● Source excerpt
- - -

Before touching this topic, I always make sure that students are happy moving between percentages, decimals, odds and fractions. If they are not completely happy with this then they can get confused very quickly.

I like to explain hypothesis testing for the first time (and therefore p-values and test statistics) through Fisher's classic tea experiment. I have several reasons for this:

(i) I think working through an experiment and defining the terms as we go along makes more sense that just defining all of these terms to begin with. (ii) You don't need to rely explicitly on probability distributions, areas under the curve, etc to get over the key points of hypothesis testing. (iii) It explains this ridiculous notion of "as or more extreme than those observed" in a fairly sensible manner (iv) I find students like to understand the history, origins and back story of what they are studying as it makes it more real than some abstract theories. (v) It doesn't matter what discipline or subject the students come from, they can relate to the example of tea (N.B. Some international students have difficulty with this peculiarly British institution of tea with milk.)

[Note: I originally got this idea from Dennis Lindley's wonderful article "The Analysis of Experimental Data: The Appreciation of Tea & Wine" in which he demonstrates why Bayesian methods are superior to classical methods.]

The back story is that Muriel Bristol visits Fisher one afternoon in the 1920's at Rothamsted Experimental Station for a cup of tea. When Fisher put the milk in last she complained saying that she could also tell whether the milk was poured first (or last) and that she preferred the former. To put this to the test he designed his classic tea experiment where Muriel is presented with a pair of tea cups and she must identify which one had the milk added first. This is repeated with six pairs of tea cups. Her choices are either Right (R) or Wrong (W) and her results are: RRRRRW.

Suppose that Muriel is actually just guessing and has no ability to discriminate whatsoever. This is called the Null Hypothesis. According to Fisher the purpose of the experiment is to discredit this null hypothesis. If Muriel is guessing she will identify the tea cup correctly with probability 0.5 on each turn and as they are independent the observed result has 0.5$^6$ = 0.016 (or 1/64). Fisher then argues that either:

(a) the null hypothesis (Muriel is guessing) is true and an event of small probability has occurred or,

(b) the null hypothesis is false and Muriel has discriminatory powers.

The p-value (or probability value) is the probability of observing this outcome (RRRRRW) given the null hypothesis is true - it's the small probability referred to in (a), above. In this instance it's 0.016. Since events with small probabilities only occur rarely (by definition) situation (b) might be a more preferable explanation of what occurred than situation (a). When we reject the null hypothesis we're in fact accepting the opposite hypothesis which is we call the alternative hypothesis. In this example, Muriel has discriminatory powers is the alternative hypothesis.

- - -

● Stored rows
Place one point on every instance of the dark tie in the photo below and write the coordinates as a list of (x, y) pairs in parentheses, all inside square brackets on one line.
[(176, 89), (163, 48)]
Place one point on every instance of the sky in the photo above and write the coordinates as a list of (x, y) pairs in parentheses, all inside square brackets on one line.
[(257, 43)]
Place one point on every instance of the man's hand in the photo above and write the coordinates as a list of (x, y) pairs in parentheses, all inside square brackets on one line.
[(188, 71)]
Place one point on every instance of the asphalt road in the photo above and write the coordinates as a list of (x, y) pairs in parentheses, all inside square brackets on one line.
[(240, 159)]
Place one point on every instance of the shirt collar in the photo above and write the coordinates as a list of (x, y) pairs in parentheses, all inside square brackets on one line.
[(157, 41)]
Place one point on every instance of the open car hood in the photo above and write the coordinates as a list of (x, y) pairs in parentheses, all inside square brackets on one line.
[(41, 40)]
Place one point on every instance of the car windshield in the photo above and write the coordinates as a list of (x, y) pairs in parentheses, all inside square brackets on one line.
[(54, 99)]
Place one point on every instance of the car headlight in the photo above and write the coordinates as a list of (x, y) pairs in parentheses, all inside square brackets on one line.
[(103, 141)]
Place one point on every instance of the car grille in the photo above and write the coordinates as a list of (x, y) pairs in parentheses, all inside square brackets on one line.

- - -

● Directives
a – Change "on one line" to "on a single line" in the records from the line with "Place one point on every instance of the sky" up to and including the line with "[(103, 141)]". Return only those lines, otherwise unaltered.
b – Go on with the passage about Fisher's tea experiment and hypothesis testing, picking up right after its final sentence.

● Answers to the exercises
a –
Place one point on every instance of the sky in the photo above and write the coordinates as a list of (x, y) pairs in parentheses, all inside square brackets on a single line.
[(257, 43)]
Place one point on every instance of the man's hand in the photo above and write the coordinates as a list of (x, y) pairs in parentheses, all inside square brackets on a single line.
[(188, 71)]
Place one point on every instance of the asphalt road in the photo above and write the coordinates as a list of (x, y) pairs in parentheses, all inside square brackets on a single line.
[(240, 159)]
Place one point on every instance of the shirt collar in the photo above and write the coordinates as a list of (x, y) pairs in parentheses, all inside square brackets on a single line.
[(157, 41)]
Place one point on every instance of the open car hood in the photo above and write the coordinates as a list of (x, y) pairs in parentheses, all inside square brackets on a single line.
[(41, 40)]
Place one point on every instance of the car windshield in the photo above and write the coordinates as a list of (x, y) pairs in parentheses, all inside square brackets on a single line.
[(54, 99)]
Place one point on every instance of the car headlight in the photo above and write the coordinates as a list of (x, y) pairs in parentheses, all inside square brackets on a single line.
[(103, 141)]

b –
An important consideration is what do we class as a "small" probability? What's the cutoff point at which we're willing to say that an event is unlikely? The standard benchmark is 5% (0.05) and this is called the significance level. When the p-value is smaller than the significance level we reject the null hypothesis as being false and accept our alternative hypothesis. It is common parlance to claim a result is "significant" when the p-value is smaller than the significance level i.e. when the probability of what we observed occurring given the null hypothesis is true is smaller than our cutoff point. It is important to be clear that using 5% is completely subjective (as is using the other common significance levels of 1% and 10%).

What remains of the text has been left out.